■ EXERCISE GOAL ■
Collect every line in the records below that contains the word "background", copying each one in full.

■ PROVIDED RECORDS ■
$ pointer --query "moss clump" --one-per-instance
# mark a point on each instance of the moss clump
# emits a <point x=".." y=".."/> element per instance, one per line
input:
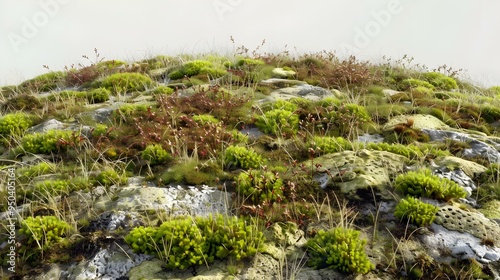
<point x="440" y="81"/>
<point x="197" y="67"/>
<point x="46" y="143"/>
<point x="238" y="156"/>
<point x="409" y="151"/>
<point x="187" y="242"/>
<point x="110" y="177"/>
<point x="327" y="145"/>
<point x="416" y="211"/>
<point x="14" y="124"/>
<point x="98" y="95"/>
<point x="22" y="102"/>
<point x="424" y="184"/>
<point x="340" y="249"/>
<point x="127" y="82"/>
<point x="260" y="186"/>
<point x="44" y="231"/>
<point x="205" y="119"/>
<point x="278" y="122"/>
<point x="45" y="82"/>
<point x="155" y="154"/>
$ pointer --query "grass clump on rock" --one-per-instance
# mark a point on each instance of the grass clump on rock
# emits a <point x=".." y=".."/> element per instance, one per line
<point x="186" y="242"/>
<point x="416" y="211"/>
<point x="423" y="183"/>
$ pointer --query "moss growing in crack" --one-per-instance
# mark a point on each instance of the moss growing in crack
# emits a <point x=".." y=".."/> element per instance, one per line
<point x="424" y="184"/>
<point x="120" y="83"/>
<point x="184" y="242"/>
<point x="45" y="82"/>
<point x="197" y="67"/>
<point x="44" y="231"/>
<point x="45" y="143"/>
<point x="155" y="154"/>
<point x="14" y="124"/>
<point x="239" y="156"/>
<point x="327" y="145"/>
<point x="340" y="249"/>
<point x="417" y="212"/>
<point x="278" y="122"/>
<point x="440" y="81"/>
<point x="260" y="186"/>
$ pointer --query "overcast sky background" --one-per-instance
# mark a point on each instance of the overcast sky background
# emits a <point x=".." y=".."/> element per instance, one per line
<point x="462" y="34"/>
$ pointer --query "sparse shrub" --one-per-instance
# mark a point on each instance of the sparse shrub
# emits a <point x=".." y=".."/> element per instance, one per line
<point x="22" y="102"/>
<point x="127" y="82"/>
<point x="110" y="177"/>
<point x="14" y="124"/>
<point x="45" y="82"/>
<point x="260" y="186"/>
<point x="278" y="121"/>
<point x="98" y="95"/>
<point x="46" y="143"/>
<point x="238" y="156"/>
<point x="417" y="212"/>
<point x="44" y="231"/>
<point x="424" y="184"/>
<point x="185" y="242"/>
<point x="440" y="81"/>
<point x="205" y="119"/>
<point x="327" y="145"/>
<point x="340" y="249"/>
<point x="155" y="154"/>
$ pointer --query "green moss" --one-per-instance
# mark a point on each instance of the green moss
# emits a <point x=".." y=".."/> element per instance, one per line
<point x="278" y="122"/>
<point x="110" y="177"/>
<point x="416" y="211"/>
<point x="14" y="124"/>
<point x="186" y="242"/>
<point x="120" y="83"/>
<point x="239" y="156"/>
<point x="340" y="249"/>
<point x="424" y="184"/>
<point x="45" y="82"/>
<point x="327" y="145"/>
<point x="205" y="119"/>
<point x="43" y="231"/>
<point x="98" y="95"/>
<point x="440" y="81"/>
<point x="155" y="154"/>
<point x="22" y="102"/>
<point x="46" y="143"/>
<point x="260" y="186"/>
<point x="197" y="67"/>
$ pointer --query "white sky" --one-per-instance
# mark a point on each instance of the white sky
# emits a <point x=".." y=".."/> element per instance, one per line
<point x="458" y="33"/>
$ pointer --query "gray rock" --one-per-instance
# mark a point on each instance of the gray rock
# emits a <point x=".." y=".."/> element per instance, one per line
<point x="480" y="146"/>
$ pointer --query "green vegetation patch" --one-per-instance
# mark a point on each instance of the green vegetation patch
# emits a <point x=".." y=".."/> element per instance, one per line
<point x="186" y="242"/>
<point x="423" y="183"/>
<point x="340" y="249"/>
<point x="416" y="211"/>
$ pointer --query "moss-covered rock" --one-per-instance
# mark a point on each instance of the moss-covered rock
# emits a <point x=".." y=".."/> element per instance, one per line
<point x="357" y="173"/>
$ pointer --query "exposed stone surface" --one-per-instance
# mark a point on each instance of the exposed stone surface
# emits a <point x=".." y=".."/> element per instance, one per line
<point x="474" y="223"/>
<point x="419" y="122"/>
<point x="282" y="73"/>
<point x="354" y="171"/>
<point x="480" y="145"/>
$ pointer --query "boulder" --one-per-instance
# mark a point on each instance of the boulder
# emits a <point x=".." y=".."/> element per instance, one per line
<point x="358" y="172"/>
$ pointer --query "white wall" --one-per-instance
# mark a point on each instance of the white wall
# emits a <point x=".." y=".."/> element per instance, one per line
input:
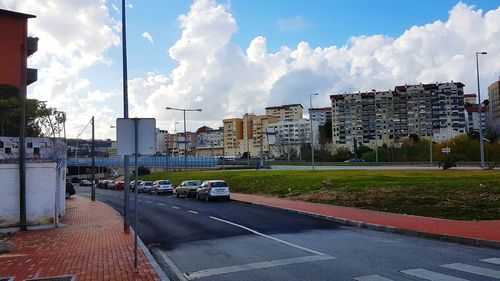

■ RIGHT ANSWER ■
$ pointer --query "overcast sky background" --one-per-instance
# mark a point on each instance of the overcast sky background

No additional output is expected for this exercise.